**Stated task**.
Render each line of the items below as a JSON array of strings, one string per line. Omit blank lines.

Dataset rows:
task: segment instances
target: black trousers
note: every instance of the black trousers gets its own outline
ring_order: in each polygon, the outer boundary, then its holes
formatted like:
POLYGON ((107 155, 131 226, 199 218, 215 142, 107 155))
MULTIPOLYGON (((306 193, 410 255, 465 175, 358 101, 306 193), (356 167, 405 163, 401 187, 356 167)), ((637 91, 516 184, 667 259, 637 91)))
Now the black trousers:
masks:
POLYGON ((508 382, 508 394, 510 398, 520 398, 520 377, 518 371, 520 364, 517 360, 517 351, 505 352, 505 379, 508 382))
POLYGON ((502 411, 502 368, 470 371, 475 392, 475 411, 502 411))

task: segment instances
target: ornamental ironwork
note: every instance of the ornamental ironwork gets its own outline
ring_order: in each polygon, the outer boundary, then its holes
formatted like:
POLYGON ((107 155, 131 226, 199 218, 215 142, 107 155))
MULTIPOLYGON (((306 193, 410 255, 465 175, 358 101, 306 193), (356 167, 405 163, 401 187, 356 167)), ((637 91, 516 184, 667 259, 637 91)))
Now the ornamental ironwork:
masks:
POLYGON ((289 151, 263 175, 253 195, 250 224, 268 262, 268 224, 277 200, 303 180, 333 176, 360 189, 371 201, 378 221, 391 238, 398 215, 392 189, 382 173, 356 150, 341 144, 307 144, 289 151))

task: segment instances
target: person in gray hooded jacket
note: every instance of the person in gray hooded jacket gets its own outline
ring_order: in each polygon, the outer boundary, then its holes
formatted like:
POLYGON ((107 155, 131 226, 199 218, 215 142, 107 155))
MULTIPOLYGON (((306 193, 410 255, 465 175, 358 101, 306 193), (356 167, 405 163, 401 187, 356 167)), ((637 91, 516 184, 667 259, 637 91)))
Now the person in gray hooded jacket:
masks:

**Correct output**.
[
  "task: segment instances",
  "target: black trousers",
  "note: every instance of the black trousers gets its own outline",
  "ring_order: in each polygon, the outer boundary, then its holes",
  "formatted like:",
  "POLYGON ((107 155, 131 226, 199 218, 215 142, 107 155))",
  "MULTIPOLYGON (((306 193, 410 255, 465 175, 358 101, 306 193), (356 167, 405 163, 401 187, 356 167)), ((637 91, 516 184, 667 259, 637 91)))",
  "Now the black trousers:",
  "masks:",
  "POLYGON ((508 382, 508 394, 510 398, 520 398, 520 377, 518 371, 520 364, 517 360, 517 351, 505 352, 505 379, 508 382))",
  "POLYGON ((502 411, 502 368, 470 371, 475 392, 475 411, 502 411))",
  "task: segment instances",
  "target: ornamental ironwork",
  "note: every instance of the ornamental ironwork gets its own outline",
  "ring_order: in each polygon, the outer boundary, then its holes",
  "formatted like:",
  "POLYGON ((107 155, 131 226, 199 218, 215 142, 107 155))",
  "MULTIPOLYGON (((306 193, 410 255, 465 175, 358 101, 306 193), (356 167, 405 163, 401 187, 356 167)), ((637 91, 516 184, 667 259, 637 91)))",
  "Now the ornamental ironwork:",
  "masks:",
  "POLYGON ((289 151, 263 175, 253 195, 250 224, 268 262, 268 224, 277 200, 303 180, 333 176, 360 189, 371 201, 378 221, 391 238, 398 215, 392 189, 382 173, 356 150, 341 144, 307 144, 289 151))",
  "task: segment instances",
  "target: person in gray hooded jacket",
  "note: every instance of the person in gray hooded jacket gets its own outline",
  "ring_order: in each polygon, the outer boundary, then its holes",
  "formatted like:",
  "POLYGON ((107 155, 131 226, 199 218, 215 142, 107 155))",
  "MULTIPOLYGON (((306 193, 410 255, 465 175, 358 101, 306 193), (356 167, 405 163, 401 187, 356 167)), ((637 91, 516 184, 667 259, 637 91)))",
  "Now the person in gray hooded jacket:",
  "masks:"
]